■ Excerpted data
§

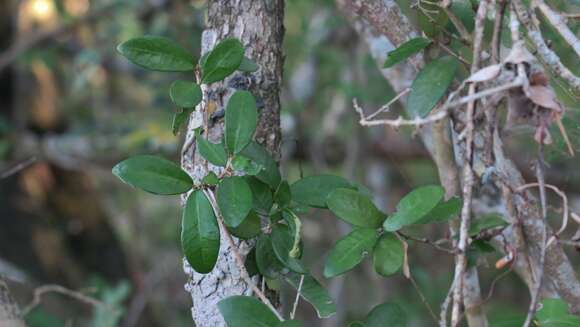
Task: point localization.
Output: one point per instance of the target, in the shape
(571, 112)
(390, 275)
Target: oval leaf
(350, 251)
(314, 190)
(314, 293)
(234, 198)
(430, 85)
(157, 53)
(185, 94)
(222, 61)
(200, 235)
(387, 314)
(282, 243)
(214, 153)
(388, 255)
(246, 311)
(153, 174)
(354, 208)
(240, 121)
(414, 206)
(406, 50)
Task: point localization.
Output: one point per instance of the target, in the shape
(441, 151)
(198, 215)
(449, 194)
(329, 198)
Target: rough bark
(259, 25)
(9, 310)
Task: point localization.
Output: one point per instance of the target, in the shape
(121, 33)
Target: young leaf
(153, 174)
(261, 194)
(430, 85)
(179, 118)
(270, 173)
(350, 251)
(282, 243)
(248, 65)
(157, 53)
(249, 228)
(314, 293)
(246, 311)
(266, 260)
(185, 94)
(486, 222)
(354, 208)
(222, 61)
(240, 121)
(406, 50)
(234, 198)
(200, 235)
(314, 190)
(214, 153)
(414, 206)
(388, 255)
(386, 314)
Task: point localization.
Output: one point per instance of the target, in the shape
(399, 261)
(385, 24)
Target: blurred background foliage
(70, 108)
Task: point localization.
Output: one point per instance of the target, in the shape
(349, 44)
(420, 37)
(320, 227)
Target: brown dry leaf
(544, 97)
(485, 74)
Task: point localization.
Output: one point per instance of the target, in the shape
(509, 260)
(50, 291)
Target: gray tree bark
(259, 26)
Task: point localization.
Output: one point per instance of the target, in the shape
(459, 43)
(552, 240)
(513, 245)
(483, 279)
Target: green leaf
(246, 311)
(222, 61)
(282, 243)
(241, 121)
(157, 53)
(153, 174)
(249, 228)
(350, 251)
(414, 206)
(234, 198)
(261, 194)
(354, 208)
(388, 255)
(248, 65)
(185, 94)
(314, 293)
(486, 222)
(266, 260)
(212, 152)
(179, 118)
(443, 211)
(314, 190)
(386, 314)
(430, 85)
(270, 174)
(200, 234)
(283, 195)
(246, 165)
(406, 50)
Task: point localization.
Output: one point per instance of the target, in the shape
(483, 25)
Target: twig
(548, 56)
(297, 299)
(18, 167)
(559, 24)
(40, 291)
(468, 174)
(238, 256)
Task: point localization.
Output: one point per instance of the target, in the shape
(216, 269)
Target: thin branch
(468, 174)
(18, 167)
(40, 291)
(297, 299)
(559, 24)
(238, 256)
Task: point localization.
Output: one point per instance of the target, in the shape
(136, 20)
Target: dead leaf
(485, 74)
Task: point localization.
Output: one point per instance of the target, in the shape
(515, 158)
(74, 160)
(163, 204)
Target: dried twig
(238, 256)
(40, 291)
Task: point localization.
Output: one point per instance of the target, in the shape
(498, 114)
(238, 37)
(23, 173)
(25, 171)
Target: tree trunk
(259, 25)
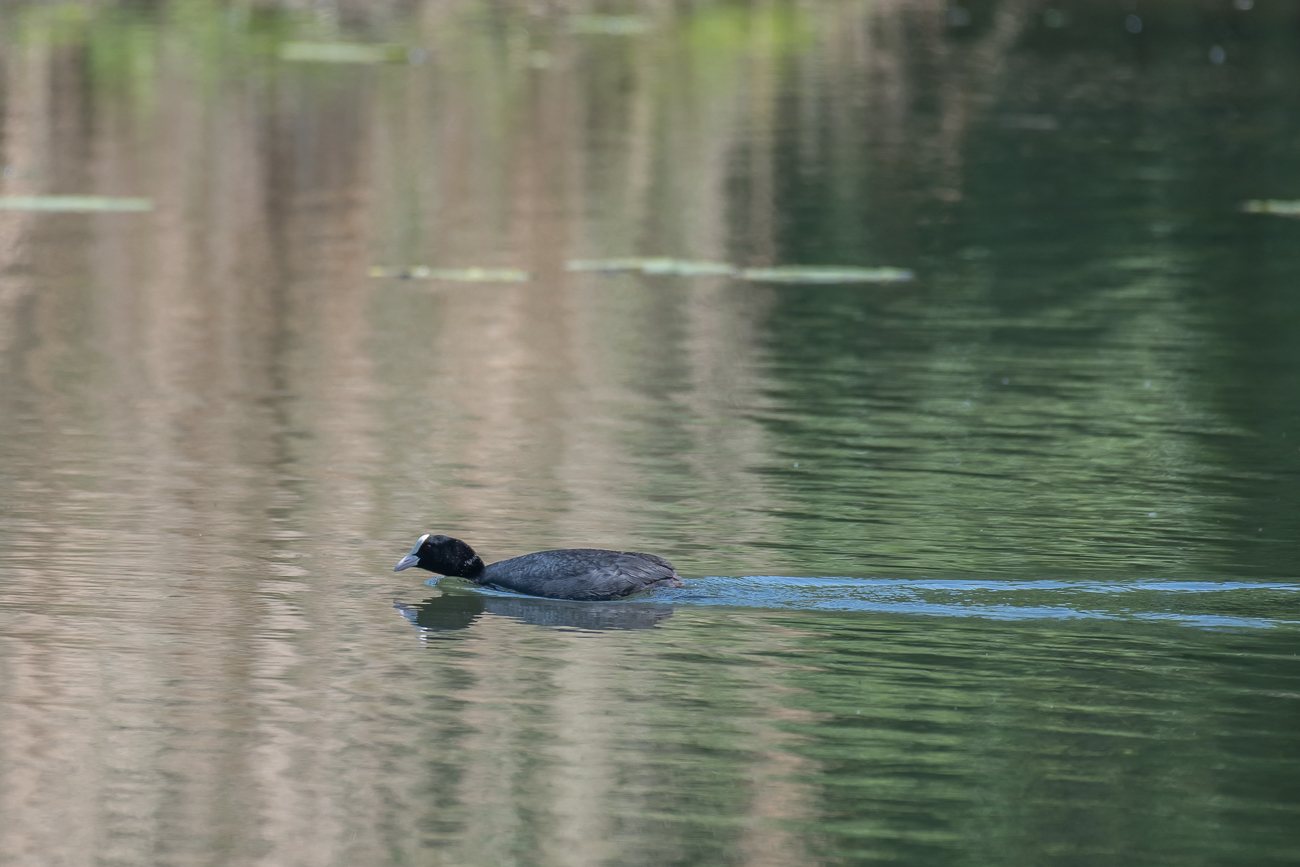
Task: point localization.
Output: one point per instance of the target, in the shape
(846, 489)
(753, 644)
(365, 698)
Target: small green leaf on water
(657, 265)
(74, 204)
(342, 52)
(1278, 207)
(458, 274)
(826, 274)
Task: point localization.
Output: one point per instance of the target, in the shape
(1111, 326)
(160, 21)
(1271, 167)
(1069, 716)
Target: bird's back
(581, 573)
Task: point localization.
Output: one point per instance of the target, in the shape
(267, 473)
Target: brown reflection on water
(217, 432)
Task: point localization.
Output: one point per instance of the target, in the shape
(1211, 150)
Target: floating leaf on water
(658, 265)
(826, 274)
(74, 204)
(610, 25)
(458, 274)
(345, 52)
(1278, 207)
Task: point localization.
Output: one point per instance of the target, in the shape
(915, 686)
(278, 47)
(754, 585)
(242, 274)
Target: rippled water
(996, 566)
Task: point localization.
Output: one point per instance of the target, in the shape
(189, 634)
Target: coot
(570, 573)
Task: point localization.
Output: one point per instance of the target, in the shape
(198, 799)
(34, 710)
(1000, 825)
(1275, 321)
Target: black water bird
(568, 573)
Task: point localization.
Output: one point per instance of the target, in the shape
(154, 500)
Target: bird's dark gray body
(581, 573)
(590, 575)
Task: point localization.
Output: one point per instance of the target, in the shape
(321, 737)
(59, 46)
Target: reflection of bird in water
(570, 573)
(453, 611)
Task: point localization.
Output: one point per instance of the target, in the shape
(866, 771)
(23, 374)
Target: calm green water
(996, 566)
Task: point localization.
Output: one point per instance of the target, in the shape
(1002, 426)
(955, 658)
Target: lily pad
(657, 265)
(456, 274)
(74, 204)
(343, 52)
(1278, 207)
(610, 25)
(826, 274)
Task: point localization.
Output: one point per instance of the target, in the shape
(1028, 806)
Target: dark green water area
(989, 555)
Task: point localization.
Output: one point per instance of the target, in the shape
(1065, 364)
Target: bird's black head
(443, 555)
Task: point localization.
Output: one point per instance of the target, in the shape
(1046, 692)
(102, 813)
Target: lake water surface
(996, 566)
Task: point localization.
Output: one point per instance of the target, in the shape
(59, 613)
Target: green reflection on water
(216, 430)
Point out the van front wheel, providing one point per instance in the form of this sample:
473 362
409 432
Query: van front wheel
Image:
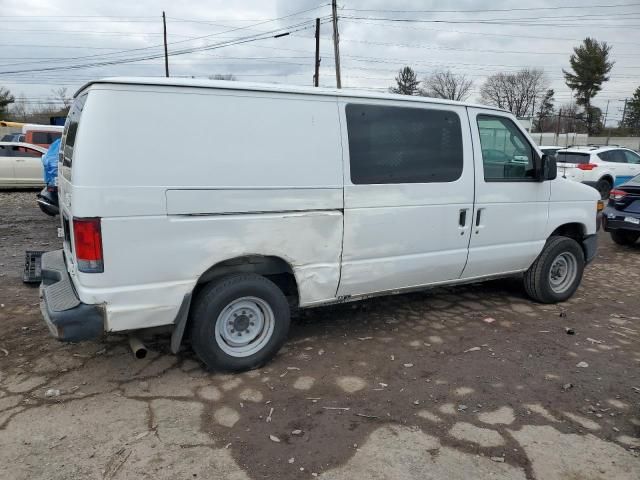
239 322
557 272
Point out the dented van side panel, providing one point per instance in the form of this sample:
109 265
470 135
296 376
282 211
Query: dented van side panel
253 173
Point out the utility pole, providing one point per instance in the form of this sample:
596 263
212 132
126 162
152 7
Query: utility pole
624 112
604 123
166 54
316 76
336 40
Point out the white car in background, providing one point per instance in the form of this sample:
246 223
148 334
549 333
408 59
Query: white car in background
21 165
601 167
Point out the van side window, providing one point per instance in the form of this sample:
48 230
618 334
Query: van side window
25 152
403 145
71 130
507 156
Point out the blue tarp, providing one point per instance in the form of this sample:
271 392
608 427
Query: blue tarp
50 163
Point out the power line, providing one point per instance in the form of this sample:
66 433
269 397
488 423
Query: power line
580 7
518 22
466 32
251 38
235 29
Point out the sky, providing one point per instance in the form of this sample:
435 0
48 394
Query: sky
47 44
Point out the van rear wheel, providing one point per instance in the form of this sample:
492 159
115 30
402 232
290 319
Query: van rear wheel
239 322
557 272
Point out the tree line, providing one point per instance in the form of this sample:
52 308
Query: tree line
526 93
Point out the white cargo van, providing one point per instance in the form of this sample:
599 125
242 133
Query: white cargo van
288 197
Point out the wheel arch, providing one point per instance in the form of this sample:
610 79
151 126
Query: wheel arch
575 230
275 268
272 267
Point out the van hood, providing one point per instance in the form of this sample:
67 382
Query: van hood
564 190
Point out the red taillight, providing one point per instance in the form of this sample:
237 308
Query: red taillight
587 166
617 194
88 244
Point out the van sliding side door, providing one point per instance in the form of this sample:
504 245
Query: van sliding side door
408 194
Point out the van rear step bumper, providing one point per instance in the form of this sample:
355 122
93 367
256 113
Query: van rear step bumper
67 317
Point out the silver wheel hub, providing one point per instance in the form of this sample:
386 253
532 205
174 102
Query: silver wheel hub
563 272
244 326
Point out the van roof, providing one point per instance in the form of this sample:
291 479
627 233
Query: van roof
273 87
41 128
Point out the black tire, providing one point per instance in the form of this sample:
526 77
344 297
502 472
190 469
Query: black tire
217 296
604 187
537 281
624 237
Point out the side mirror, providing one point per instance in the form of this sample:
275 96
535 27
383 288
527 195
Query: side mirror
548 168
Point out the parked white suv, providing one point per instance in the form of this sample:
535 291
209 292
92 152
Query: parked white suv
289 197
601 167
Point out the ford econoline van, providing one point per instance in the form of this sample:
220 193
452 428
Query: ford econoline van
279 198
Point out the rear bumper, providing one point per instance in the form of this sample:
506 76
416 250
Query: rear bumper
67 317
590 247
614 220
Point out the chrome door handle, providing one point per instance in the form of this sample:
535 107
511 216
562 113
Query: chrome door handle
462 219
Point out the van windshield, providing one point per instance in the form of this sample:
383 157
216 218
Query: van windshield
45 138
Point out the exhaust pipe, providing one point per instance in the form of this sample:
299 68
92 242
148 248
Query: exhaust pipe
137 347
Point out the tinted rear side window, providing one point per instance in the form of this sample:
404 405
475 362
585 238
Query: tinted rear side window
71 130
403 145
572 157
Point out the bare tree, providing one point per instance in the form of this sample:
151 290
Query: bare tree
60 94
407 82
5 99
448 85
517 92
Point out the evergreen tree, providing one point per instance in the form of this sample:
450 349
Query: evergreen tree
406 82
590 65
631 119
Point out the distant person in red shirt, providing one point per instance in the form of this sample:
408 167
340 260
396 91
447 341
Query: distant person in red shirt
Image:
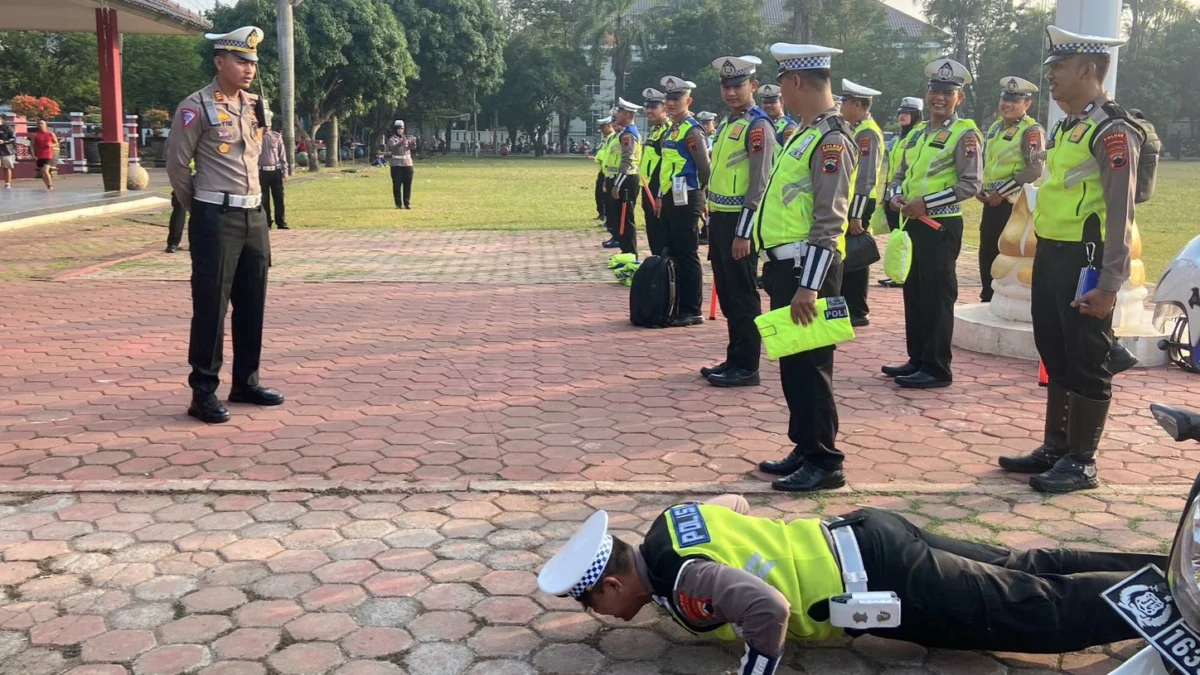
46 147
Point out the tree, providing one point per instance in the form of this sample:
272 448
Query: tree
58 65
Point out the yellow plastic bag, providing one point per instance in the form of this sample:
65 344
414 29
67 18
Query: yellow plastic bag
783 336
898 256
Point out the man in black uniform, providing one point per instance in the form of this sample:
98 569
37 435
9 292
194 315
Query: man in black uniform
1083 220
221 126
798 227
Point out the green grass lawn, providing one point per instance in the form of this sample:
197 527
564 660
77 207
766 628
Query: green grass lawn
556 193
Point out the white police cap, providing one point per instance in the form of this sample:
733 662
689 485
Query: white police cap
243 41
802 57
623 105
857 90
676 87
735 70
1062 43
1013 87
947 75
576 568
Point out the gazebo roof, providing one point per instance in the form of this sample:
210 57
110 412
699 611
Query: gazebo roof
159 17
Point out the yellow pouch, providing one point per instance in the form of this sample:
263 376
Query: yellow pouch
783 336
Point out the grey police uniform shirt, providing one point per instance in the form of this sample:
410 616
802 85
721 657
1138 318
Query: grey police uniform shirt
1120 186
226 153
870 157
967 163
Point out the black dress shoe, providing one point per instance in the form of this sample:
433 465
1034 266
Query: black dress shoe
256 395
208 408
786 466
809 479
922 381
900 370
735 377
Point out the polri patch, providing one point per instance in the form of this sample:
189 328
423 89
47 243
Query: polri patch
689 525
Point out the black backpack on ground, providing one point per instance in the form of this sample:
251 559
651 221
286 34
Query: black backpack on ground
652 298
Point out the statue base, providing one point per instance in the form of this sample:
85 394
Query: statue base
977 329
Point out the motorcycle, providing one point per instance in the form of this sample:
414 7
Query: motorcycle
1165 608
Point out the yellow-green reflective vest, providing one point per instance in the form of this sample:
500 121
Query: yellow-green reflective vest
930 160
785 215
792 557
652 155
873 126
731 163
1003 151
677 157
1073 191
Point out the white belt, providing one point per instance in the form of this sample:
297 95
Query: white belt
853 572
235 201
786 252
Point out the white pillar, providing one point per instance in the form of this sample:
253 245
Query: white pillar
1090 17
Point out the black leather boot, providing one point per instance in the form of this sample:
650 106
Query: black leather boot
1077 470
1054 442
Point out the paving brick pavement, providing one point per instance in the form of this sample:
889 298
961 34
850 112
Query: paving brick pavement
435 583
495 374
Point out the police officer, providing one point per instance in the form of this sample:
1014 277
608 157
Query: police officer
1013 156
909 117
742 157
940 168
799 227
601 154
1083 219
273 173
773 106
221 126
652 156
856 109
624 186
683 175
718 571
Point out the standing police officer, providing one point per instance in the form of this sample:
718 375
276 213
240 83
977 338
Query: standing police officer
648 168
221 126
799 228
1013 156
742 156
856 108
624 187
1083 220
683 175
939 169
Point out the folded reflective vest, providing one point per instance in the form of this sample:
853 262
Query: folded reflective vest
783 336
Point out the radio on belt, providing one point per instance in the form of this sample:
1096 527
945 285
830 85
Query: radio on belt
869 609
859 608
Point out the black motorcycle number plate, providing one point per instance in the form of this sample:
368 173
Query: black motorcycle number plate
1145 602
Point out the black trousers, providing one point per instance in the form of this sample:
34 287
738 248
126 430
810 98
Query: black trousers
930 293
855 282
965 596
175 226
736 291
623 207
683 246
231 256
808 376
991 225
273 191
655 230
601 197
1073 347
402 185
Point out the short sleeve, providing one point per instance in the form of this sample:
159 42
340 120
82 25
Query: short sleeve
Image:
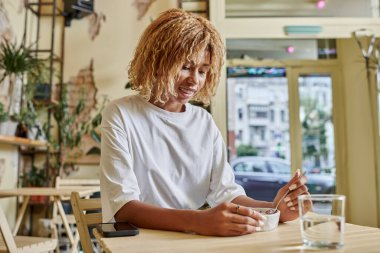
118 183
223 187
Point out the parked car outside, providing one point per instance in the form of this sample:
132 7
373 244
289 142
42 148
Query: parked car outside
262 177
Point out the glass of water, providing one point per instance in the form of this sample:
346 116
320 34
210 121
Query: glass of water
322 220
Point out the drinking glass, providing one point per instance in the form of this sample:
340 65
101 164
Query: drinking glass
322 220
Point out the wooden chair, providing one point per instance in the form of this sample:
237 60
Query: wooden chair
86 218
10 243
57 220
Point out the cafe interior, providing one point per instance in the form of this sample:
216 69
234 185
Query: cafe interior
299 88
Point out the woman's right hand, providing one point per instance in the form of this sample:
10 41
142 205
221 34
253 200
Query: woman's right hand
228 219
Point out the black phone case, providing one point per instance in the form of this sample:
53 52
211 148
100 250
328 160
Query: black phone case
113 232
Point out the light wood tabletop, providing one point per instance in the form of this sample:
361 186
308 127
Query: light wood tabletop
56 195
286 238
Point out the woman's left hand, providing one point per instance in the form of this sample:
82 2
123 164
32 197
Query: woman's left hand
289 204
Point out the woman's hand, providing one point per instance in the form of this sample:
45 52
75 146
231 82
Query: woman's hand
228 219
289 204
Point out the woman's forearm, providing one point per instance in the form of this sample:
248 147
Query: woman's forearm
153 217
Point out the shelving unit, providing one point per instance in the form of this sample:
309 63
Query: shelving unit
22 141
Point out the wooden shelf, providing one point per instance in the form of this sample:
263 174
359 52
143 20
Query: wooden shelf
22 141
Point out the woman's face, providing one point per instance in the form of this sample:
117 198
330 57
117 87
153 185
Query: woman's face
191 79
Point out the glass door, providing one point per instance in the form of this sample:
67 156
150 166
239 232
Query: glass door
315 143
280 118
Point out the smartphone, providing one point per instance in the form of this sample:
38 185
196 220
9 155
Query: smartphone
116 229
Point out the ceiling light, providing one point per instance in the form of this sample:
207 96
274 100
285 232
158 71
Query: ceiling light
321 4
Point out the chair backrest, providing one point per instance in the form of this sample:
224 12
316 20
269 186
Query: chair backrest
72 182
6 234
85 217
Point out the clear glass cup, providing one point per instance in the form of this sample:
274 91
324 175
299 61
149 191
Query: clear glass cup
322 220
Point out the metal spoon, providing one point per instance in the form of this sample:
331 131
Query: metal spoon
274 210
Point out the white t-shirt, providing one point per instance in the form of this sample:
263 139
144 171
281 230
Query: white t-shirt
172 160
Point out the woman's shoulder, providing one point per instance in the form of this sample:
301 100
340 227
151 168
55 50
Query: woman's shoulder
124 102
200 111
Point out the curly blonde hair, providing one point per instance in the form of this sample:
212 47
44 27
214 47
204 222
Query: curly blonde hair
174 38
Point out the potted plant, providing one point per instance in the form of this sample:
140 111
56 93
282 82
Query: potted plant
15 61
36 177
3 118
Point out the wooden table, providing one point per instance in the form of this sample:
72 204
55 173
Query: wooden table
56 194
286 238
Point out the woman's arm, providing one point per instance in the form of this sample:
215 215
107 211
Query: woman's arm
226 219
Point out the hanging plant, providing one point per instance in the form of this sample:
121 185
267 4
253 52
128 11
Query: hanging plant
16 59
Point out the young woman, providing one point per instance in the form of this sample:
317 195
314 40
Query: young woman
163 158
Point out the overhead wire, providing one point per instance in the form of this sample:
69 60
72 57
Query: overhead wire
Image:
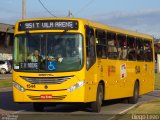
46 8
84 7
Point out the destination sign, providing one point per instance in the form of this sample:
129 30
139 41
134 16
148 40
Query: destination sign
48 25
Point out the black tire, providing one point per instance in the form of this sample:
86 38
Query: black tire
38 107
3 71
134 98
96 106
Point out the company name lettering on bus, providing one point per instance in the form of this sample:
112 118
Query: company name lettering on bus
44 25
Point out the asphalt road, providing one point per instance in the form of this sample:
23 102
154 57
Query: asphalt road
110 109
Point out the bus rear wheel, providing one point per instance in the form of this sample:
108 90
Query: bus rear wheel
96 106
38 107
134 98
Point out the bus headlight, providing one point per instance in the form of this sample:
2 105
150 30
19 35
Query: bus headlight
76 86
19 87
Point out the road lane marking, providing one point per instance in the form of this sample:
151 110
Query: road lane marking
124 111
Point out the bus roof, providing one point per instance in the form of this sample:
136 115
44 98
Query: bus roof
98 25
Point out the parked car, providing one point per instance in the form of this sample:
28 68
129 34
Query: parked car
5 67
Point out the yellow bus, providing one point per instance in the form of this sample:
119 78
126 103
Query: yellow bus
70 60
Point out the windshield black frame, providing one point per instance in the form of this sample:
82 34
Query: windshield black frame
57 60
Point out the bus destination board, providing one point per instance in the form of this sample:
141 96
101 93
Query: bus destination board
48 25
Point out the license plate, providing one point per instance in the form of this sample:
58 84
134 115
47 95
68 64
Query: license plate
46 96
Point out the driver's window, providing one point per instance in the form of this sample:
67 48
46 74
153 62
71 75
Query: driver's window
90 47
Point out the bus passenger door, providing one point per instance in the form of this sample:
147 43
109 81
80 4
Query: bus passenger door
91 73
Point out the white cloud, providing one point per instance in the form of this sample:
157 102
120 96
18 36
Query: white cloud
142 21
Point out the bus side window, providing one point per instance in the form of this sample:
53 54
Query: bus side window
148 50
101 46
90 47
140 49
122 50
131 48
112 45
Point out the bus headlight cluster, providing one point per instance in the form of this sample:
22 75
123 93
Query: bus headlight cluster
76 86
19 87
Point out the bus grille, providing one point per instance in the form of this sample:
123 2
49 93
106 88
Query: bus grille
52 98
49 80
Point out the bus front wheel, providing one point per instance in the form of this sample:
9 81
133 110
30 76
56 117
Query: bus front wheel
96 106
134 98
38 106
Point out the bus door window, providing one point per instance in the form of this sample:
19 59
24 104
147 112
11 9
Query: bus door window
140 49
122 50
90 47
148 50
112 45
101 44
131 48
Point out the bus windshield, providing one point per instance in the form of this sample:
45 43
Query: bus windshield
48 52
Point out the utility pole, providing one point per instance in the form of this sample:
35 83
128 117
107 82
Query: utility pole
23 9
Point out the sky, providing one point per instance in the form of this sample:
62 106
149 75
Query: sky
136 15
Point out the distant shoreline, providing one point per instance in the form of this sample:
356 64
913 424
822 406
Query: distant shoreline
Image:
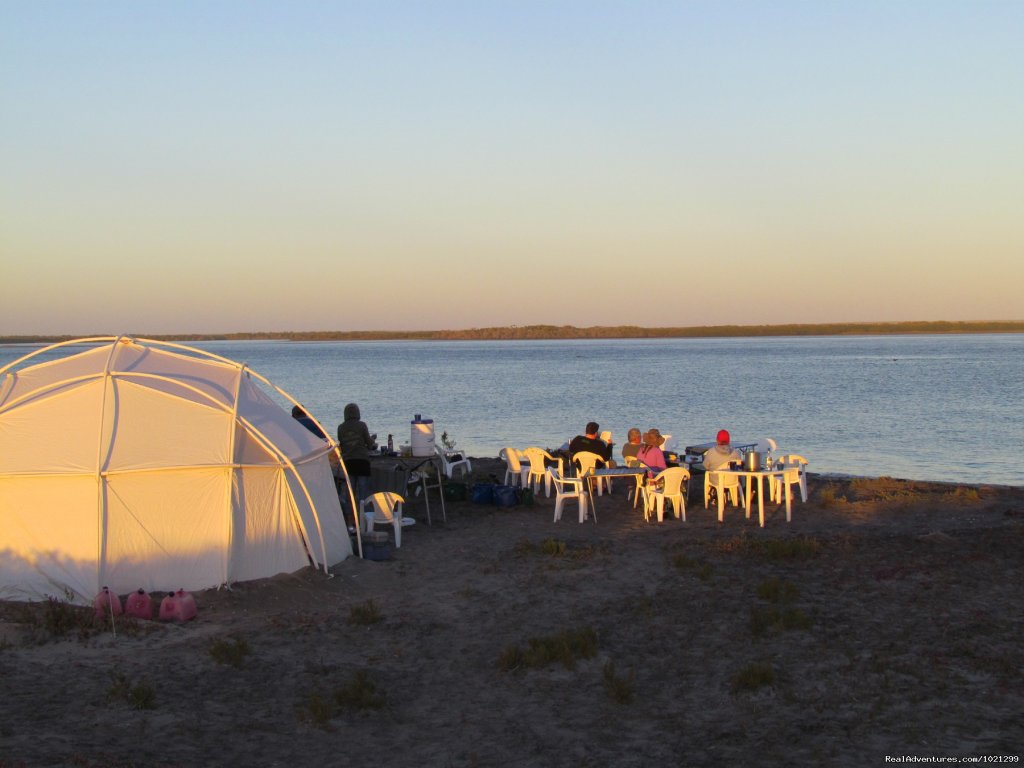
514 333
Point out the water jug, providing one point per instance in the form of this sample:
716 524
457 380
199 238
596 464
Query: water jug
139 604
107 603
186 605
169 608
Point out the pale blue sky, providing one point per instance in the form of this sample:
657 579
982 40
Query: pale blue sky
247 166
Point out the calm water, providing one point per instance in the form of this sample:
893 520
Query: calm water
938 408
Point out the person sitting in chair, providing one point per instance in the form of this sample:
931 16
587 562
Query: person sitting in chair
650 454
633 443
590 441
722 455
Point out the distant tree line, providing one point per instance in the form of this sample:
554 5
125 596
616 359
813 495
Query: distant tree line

§

■ Exercise
From the line with "Point out the calm" through the final line of the records, return each line exactly. Leave out the rest.

■ Task solution
Point out the calm water, providing one point per instance in the form of this sample:
893 520
Query: calm water
938 408
Point out the person sitting in chair, providing one point per instance in the form of this sample:
931 16
587 562
Query: person sitting in chair
650 454
633 443
590 441
722 455
Point out the distant tree line, providing one point per instance in the form of this sample:
554 5
125 596
616 359
813 495
Query: distant tree line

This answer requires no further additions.